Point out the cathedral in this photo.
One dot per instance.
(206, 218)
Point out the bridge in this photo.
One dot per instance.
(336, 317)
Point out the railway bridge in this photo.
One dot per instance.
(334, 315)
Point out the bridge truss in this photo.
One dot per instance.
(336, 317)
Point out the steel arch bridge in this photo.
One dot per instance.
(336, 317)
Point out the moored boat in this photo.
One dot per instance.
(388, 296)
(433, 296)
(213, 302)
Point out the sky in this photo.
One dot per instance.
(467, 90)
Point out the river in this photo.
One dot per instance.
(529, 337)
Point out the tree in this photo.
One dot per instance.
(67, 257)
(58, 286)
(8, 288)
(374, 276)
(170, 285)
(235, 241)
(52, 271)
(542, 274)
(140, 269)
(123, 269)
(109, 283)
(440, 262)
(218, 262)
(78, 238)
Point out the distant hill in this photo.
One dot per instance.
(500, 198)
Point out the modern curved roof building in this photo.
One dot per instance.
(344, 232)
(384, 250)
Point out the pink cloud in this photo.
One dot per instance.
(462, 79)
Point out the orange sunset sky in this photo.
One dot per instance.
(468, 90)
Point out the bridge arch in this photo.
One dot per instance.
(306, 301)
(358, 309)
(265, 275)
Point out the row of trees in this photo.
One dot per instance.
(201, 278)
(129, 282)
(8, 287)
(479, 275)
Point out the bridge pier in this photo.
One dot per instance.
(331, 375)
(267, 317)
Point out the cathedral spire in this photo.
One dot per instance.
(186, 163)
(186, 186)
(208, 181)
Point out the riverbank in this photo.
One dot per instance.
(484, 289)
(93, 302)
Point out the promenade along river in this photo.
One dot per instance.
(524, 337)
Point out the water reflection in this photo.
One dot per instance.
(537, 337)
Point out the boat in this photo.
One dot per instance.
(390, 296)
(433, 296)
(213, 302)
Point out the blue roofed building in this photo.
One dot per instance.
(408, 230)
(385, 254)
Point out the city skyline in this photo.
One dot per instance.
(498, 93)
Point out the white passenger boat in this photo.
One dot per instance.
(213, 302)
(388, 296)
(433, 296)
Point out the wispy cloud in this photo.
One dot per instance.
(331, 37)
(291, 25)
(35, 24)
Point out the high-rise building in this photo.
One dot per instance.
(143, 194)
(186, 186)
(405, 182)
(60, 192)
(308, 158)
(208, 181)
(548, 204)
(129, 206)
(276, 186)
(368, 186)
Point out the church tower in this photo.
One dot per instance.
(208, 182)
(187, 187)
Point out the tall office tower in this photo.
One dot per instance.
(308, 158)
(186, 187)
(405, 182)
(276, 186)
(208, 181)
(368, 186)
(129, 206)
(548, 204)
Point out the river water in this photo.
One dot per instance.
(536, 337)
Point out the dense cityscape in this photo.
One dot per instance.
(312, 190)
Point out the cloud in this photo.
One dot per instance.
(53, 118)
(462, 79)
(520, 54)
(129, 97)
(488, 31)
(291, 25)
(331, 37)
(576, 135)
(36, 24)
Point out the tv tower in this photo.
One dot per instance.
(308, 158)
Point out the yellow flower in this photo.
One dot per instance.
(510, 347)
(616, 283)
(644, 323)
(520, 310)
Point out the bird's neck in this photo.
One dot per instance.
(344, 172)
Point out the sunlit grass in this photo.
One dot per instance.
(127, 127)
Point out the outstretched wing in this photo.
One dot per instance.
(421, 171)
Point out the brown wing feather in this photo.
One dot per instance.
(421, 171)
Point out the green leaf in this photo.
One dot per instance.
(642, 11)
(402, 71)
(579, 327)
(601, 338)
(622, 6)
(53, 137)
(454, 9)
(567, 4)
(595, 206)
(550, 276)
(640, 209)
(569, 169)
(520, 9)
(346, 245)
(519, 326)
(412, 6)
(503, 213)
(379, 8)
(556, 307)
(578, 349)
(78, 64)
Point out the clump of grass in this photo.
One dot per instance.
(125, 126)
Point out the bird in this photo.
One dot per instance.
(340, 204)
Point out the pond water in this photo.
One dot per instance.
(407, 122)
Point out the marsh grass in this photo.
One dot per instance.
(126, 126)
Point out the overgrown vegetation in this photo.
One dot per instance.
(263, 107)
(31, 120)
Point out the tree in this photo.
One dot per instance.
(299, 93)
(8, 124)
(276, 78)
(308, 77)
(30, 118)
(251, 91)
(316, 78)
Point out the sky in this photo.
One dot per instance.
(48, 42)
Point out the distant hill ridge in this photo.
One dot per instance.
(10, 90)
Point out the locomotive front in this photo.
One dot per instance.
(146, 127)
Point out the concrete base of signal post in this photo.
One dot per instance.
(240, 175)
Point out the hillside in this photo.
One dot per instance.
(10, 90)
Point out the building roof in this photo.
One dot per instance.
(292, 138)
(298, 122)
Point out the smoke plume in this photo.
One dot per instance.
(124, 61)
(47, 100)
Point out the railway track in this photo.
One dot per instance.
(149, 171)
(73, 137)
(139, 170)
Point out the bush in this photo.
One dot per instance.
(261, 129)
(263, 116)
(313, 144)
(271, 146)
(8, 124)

_ _ _ _

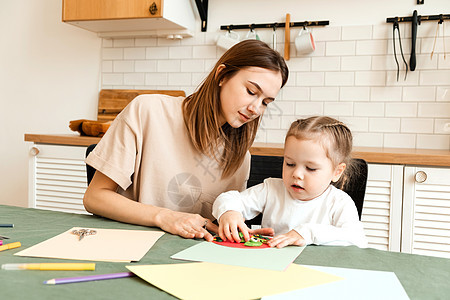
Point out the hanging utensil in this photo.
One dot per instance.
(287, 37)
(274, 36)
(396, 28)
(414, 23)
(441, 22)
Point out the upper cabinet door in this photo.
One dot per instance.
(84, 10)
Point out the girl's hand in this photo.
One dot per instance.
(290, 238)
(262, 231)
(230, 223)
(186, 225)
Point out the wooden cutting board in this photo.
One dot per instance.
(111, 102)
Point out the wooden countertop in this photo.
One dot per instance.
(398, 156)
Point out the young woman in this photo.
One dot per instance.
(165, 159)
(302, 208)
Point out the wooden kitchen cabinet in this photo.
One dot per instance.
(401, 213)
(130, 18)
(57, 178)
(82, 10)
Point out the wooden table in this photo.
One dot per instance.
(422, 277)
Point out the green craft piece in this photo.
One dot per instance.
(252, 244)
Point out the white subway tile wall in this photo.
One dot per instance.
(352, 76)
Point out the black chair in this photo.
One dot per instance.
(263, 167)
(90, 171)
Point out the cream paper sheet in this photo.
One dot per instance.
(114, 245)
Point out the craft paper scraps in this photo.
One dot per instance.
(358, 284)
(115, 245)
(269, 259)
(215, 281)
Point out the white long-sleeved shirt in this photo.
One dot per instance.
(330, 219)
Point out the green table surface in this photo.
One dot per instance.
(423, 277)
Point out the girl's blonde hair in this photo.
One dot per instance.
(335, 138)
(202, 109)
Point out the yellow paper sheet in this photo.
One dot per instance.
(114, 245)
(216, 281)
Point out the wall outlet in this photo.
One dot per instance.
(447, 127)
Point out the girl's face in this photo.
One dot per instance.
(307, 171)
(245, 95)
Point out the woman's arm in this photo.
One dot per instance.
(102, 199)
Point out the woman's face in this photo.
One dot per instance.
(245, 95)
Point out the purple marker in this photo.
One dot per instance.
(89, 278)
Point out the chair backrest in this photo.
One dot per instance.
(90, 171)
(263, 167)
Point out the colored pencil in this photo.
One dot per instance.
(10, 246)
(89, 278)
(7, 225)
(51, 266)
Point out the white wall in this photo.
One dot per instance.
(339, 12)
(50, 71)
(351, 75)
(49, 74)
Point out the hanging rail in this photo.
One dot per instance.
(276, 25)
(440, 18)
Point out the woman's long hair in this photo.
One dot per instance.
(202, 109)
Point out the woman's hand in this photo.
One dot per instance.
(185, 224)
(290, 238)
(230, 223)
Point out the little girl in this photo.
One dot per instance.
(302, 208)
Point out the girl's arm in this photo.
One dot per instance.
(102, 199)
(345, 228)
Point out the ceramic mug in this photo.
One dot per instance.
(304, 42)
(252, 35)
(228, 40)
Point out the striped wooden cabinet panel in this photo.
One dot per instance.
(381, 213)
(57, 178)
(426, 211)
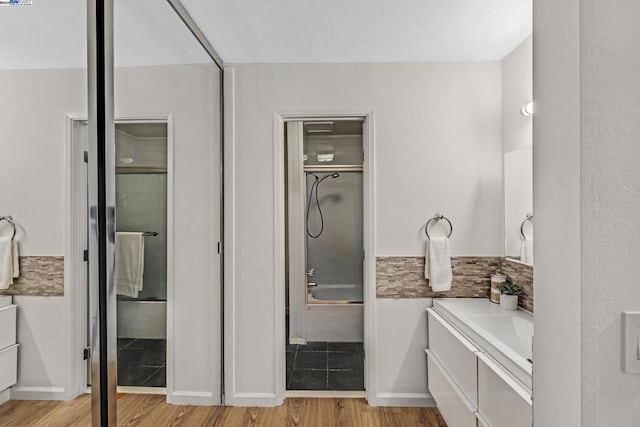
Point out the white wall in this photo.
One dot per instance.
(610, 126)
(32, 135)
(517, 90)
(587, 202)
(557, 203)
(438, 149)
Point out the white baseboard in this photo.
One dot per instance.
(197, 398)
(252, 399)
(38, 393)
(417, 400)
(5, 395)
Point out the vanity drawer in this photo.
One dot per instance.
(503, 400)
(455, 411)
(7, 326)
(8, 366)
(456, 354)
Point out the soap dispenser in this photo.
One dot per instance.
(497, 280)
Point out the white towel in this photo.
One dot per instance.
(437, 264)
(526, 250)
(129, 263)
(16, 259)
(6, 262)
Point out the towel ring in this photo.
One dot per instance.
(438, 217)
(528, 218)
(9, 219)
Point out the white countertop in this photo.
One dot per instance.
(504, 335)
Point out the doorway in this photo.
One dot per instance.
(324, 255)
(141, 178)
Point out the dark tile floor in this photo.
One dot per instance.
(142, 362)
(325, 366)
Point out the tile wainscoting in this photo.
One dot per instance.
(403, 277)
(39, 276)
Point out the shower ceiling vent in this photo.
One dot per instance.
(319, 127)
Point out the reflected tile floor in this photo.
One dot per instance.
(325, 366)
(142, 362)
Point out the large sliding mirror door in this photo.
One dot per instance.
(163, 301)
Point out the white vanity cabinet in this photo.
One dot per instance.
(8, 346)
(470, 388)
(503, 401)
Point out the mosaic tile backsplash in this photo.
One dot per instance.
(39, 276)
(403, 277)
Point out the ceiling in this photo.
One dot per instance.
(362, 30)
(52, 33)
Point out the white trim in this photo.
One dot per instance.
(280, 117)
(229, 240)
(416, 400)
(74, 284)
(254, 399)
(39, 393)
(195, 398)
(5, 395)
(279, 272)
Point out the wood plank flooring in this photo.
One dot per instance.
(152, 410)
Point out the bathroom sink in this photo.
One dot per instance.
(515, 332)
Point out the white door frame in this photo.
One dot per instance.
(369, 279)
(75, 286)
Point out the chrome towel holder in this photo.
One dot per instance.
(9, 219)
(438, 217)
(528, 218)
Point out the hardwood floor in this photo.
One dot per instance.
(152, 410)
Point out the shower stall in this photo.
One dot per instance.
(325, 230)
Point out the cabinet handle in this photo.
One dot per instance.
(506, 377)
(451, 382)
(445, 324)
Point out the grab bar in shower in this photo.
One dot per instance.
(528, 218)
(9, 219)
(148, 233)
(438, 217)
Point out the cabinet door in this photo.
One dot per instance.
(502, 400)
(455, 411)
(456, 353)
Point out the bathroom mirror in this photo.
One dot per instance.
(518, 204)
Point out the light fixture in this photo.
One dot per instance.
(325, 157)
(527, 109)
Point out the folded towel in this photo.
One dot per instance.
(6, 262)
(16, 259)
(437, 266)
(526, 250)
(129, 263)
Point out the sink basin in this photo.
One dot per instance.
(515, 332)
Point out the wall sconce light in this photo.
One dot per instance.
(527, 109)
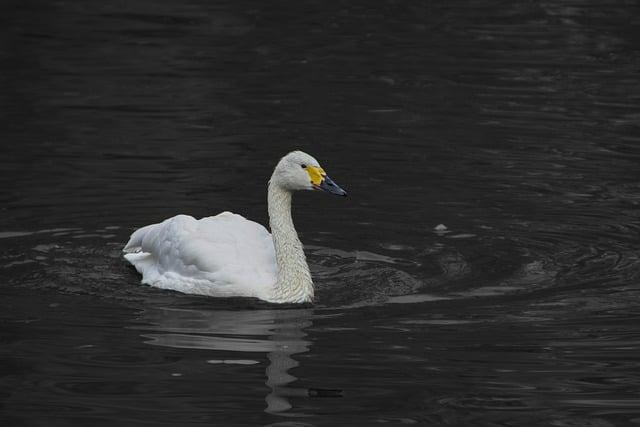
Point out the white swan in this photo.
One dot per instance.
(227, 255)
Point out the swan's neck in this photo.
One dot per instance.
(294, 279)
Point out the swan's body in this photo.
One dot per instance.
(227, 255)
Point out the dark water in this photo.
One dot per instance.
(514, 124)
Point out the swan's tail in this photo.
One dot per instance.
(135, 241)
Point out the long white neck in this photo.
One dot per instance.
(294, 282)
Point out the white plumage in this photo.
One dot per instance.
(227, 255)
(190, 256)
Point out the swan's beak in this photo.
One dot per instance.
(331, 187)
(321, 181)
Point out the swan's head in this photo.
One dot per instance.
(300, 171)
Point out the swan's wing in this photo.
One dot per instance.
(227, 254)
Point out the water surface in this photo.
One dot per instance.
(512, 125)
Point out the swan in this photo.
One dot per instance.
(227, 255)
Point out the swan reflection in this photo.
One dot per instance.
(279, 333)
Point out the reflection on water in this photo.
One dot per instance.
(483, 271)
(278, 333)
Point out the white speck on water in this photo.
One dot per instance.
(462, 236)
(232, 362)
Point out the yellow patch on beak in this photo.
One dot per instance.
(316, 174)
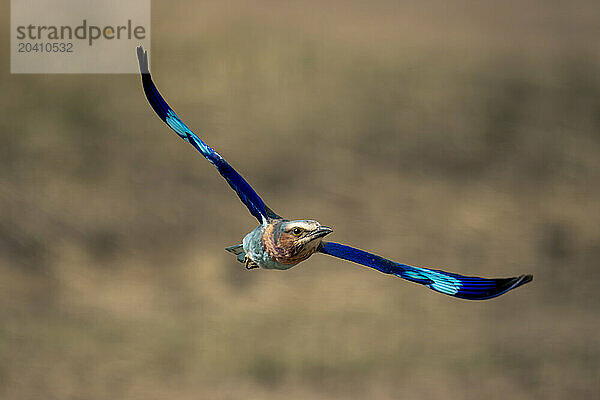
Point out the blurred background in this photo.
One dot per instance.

_ _ _ _

Exercise objective:
Extract every row above that contains the word "towel", copying each one in full. Matching is case-sensitive.

Answer to the task:
Point out the white towel in this photo.
Point out the towel ring in this photo.
Point out the chrome towel holder in this photo.
Point out the folded towel in this photo.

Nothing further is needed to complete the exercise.